→ **EXERCICES À FAIRE**
- A) Recopie fidèlement le passage du compte rendu sur le livre, en commençant à « Les Belles Lettres, un » et en terminant à « pages en urgence. ».
- B) Sélectionne chaque ligne des entrées qui contient le mot « tree », en tenant compte de la casse.

→ **TEXTE À LIRE**
□ □ □ □ □

Les Belles Lettres, un joli nom jamais trahi. L’éditeur bien inspiré vient de publier le livre du psychanalyste Yann Diener : LQI, Notre Langue Quotidienne informatisée. Et nous le serions tous de lire ces pages en urgence.
Petit, mais pas des moindres, ce livre de cent pages surprend par sa densité. L’auteur explore la manière dont notre langage est colonisé depuis quelque temps par des formes de communication issues de l’informatique et qui amenuisent fortement nos capacités d’échanges par la parole. Diener s’agrippe à l’étymologie des termes qu’il emploie pour nous dire l’épaisseur, la profondeur, le danger même de ce qui nous transforme et modifie nos échanges, nos perceptions, nos rapports sociaux.Je regrette juste qu’il n’ait pas pensé à Vygotski…
La démonstration débute avec ces mots de passe et ces identifiants qui envahissent nos vies et se multiplient à l’infini au point qu’on les oublie comme autant d’actes manqués. Il n’en fallait pas plus pour établir un lien avec ce qu’a développé Freud dans son livre Psychopathologie de la vie quotidienne. Au point d’en venir à écrire qu’on ne pourra bientôt peut-être plus « faire la différence entre la parole et la communication dont se contentent les abeilles, les ordinateurs et les DRH. »

□ □ □ □ □

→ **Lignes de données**
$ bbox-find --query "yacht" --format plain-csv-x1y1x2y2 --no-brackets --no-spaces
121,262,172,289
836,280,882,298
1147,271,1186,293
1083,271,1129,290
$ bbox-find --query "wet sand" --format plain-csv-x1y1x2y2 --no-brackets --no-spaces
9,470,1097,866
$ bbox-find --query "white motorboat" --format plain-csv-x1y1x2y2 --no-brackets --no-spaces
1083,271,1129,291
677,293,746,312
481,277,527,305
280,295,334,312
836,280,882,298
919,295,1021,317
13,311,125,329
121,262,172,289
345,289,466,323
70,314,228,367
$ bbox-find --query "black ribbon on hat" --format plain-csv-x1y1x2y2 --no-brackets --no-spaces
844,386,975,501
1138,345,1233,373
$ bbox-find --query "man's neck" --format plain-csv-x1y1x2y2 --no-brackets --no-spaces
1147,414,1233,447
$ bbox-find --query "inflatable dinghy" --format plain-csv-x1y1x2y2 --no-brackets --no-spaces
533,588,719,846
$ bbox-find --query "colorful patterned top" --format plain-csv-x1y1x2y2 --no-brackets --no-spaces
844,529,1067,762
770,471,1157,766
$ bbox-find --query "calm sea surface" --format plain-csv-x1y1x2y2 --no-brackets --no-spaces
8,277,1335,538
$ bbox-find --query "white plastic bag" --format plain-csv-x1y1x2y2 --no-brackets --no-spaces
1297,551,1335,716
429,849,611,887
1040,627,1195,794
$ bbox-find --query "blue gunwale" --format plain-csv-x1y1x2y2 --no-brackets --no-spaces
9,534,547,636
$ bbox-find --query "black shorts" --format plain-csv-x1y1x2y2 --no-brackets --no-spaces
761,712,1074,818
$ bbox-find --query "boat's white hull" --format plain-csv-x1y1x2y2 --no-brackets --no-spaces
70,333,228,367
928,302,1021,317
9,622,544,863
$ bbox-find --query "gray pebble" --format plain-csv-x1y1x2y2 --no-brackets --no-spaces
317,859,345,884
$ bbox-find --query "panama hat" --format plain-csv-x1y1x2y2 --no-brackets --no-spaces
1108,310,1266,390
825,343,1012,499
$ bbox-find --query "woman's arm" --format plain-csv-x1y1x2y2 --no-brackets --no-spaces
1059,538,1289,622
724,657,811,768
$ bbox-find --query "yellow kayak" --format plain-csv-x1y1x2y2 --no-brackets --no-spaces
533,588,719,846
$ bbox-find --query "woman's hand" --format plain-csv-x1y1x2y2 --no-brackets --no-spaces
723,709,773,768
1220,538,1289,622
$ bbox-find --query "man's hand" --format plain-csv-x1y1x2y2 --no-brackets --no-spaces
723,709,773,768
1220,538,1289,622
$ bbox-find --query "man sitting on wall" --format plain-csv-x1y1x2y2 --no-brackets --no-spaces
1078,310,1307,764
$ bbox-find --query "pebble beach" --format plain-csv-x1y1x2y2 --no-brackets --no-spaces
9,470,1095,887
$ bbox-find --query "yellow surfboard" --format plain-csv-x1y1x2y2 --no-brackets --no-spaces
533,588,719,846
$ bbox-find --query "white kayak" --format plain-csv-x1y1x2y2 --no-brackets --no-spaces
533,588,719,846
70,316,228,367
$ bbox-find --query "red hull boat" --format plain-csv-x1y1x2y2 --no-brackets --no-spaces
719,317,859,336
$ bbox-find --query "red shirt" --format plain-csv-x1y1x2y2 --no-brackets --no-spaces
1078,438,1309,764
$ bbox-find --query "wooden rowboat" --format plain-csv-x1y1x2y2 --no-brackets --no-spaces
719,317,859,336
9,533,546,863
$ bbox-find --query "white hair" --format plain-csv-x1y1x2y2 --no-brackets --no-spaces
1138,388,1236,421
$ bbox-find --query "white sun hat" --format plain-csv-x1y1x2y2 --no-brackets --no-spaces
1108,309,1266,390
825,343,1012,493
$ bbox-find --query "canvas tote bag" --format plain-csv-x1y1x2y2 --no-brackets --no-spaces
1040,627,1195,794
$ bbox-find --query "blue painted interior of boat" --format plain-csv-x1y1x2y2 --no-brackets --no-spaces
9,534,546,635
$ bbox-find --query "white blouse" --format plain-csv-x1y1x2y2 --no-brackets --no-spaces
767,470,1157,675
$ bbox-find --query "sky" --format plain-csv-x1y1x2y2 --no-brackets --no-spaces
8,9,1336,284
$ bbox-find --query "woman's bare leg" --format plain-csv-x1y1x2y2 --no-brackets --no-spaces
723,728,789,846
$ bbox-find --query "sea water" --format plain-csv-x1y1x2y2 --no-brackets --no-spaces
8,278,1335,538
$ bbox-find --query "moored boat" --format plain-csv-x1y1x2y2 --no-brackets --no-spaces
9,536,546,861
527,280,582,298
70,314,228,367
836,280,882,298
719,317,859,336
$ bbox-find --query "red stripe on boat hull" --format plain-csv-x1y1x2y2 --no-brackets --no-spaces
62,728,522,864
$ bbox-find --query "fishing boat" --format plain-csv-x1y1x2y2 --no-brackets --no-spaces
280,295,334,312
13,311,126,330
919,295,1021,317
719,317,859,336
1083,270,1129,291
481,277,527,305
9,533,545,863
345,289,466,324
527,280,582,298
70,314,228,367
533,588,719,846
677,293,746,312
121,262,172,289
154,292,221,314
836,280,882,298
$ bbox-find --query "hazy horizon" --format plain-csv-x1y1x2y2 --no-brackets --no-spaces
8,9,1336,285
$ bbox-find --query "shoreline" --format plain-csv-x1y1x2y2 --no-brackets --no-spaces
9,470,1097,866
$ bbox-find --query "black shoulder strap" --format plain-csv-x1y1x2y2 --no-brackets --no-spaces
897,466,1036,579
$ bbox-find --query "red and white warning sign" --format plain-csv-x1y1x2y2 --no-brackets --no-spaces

□ □ □ □ □

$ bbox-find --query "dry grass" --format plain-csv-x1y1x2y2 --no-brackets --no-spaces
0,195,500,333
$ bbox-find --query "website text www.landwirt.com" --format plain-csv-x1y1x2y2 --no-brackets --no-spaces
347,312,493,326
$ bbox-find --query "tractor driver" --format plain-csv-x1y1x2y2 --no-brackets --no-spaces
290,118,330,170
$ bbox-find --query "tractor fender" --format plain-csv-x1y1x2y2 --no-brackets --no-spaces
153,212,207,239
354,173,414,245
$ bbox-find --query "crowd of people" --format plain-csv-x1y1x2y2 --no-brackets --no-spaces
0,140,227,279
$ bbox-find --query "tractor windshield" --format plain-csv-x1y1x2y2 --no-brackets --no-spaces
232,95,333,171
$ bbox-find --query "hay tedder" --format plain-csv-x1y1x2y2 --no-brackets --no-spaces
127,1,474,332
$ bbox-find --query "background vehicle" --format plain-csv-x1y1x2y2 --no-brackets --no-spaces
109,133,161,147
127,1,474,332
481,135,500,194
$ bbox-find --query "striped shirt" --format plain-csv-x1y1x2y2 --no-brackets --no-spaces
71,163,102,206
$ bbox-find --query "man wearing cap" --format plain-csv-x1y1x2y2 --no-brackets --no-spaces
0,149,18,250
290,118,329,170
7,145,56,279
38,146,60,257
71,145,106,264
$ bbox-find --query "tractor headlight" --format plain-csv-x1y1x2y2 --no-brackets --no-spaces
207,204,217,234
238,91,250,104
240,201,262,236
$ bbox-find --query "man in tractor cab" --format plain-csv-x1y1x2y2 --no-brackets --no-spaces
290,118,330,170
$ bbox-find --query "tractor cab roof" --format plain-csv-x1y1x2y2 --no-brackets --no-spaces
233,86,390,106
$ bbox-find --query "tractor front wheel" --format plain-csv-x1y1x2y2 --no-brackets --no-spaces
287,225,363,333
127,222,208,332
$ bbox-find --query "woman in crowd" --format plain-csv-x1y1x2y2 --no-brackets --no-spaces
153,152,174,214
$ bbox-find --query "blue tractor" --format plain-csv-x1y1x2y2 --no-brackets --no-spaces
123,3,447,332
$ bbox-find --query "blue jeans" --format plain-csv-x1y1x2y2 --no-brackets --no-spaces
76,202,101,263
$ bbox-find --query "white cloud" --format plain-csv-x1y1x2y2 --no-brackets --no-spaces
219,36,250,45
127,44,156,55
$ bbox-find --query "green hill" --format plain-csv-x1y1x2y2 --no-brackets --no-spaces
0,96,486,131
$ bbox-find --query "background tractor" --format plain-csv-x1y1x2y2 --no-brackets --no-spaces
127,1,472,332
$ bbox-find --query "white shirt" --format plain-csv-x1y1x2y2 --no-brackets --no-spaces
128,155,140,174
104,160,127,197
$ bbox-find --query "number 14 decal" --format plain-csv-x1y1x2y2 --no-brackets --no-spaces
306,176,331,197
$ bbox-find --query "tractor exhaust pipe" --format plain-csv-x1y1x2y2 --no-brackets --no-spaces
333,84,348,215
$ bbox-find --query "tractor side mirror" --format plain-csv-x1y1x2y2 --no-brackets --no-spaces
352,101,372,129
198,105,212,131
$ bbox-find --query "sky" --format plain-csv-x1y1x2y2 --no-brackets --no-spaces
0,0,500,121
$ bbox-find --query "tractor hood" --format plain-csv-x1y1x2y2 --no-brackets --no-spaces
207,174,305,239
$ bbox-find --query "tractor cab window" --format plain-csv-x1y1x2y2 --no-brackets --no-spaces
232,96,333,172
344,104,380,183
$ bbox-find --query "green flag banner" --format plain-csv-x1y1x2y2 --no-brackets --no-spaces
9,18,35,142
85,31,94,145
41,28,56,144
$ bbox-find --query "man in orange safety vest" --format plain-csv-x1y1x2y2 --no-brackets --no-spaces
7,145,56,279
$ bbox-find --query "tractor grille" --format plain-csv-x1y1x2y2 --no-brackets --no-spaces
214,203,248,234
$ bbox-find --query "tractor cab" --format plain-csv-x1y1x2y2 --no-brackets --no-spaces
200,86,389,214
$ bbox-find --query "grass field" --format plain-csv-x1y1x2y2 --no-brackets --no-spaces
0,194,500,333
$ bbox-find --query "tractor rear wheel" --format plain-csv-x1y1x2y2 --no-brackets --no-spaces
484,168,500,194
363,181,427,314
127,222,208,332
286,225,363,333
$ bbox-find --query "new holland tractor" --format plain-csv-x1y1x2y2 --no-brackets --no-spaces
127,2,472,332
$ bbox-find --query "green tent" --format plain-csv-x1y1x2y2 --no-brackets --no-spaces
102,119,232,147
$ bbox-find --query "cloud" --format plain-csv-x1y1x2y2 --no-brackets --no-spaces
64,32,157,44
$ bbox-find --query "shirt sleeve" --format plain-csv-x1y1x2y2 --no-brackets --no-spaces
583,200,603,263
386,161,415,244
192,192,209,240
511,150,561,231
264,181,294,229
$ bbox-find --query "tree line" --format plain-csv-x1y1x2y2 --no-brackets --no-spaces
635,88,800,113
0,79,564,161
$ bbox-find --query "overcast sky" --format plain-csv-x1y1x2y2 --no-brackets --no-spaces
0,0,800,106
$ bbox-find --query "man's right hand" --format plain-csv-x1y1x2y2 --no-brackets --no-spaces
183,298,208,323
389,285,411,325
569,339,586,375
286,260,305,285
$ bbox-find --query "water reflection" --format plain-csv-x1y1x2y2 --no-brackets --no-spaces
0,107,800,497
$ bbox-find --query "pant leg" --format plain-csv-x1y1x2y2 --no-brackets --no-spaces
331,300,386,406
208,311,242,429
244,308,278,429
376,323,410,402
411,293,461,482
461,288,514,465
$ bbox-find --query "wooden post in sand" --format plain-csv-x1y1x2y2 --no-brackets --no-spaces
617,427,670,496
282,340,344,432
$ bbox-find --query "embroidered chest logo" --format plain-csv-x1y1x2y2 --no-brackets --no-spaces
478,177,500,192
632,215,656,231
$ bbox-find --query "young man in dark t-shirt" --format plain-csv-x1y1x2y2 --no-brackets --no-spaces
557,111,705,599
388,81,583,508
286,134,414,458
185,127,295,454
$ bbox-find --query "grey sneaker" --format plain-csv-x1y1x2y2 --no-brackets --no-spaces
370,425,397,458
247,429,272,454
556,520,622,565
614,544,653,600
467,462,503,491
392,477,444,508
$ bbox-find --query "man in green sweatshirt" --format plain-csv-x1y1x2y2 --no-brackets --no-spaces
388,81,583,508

□ □ □ □ □

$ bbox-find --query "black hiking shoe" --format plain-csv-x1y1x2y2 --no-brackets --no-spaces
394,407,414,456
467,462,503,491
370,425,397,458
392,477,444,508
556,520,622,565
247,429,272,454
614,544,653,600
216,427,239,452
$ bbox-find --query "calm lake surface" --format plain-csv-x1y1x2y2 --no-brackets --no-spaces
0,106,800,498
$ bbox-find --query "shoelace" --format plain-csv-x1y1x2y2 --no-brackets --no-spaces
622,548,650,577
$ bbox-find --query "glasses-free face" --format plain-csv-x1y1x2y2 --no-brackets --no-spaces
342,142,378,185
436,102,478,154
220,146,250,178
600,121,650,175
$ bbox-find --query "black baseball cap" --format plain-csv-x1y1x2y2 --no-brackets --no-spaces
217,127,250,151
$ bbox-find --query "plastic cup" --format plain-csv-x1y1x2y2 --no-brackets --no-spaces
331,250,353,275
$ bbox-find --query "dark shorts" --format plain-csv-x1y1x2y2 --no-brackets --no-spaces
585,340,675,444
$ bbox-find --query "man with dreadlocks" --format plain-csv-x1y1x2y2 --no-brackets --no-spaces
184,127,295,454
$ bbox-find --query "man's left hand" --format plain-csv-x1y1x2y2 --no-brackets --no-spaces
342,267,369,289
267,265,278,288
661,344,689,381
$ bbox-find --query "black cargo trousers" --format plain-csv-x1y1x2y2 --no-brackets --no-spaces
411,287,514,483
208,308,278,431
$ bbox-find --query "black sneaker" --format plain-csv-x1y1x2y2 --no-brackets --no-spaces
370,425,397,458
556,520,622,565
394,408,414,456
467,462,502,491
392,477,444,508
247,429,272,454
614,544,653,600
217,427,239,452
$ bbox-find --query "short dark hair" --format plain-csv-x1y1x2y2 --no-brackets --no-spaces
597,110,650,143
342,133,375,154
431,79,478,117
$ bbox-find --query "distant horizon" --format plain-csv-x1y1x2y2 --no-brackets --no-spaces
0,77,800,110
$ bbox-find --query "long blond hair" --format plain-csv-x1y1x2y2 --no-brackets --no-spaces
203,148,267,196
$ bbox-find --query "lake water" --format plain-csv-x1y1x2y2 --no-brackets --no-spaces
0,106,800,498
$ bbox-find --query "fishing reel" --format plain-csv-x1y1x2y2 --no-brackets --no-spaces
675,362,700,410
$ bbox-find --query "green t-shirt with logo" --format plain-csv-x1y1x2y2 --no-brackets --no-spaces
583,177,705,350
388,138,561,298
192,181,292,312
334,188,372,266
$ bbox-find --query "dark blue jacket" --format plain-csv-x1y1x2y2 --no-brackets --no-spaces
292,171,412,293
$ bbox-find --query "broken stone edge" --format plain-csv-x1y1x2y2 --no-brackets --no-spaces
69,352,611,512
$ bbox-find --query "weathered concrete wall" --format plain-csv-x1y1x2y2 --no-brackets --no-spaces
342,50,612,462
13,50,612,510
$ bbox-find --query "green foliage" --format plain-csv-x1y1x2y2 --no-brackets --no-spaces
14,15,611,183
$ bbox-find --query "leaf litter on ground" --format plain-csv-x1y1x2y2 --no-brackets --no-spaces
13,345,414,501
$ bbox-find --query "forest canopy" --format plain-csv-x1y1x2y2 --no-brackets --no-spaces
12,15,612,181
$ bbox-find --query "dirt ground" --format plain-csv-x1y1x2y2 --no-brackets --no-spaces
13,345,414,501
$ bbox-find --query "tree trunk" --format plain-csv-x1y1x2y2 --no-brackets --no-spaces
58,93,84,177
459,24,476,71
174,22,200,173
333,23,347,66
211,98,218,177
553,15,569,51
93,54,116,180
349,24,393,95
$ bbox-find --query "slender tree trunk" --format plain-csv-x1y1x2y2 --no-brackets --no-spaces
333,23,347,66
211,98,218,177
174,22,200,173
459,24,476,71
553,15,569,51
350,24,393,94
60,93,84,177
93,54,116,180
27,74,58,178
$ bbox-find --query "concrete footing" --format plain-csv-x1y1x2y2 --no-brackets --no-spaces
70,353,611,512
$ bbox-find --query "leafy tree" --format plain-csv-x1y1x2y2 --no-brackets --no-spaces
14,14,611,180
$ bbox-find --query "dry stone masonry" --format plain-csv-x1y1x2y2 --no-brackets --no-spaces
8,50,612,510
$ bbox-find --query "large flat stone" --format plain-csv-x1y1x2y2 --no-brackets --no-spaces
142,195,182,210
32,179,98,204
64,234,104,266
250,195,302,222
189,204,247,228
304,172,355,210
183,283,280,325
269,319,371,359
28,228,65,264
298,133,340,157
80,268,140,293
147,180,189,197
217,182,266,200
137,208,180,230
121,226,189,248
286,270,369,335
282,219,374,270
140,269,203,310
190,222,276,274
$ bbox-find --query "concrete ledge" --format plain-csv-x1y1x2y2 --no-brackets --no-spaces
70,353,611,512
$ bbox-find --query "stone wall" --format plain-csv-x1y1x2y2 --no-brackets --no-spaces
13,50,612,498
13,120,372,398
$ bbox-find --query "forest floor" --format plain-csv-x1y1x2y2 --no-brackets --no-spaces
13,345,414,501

□ □ □ □ □

→ **RÉSULTATS PAR TÂCHE**
- A)
Les Belles Lettres, un joli nom jamais trahi. L’éditeur bien inspiré vient de publier le livre du psychanalyste Yann Diener : LQI, Notre Langue Quotidienne informatisée. Et nous le serions tous de lire ces pages en urgence.

- B)
$ bbox-find --query "tree line" --format plain-csv-x1y1x2y2 --no-brackets --no-spaces
$ bbox-find --query "tree trunk" --format plain-csv-x1y1x2y2 --no-brackets --no-spaces
$ bbox-find --query "slender tree trunk" --format plain-csv-x1y1x2y2 --no-brackets --no-spaces
$ bbox-find --query "leafy tree" --format plain-csv-x1y1x2y2 --no-brackets --no-spaces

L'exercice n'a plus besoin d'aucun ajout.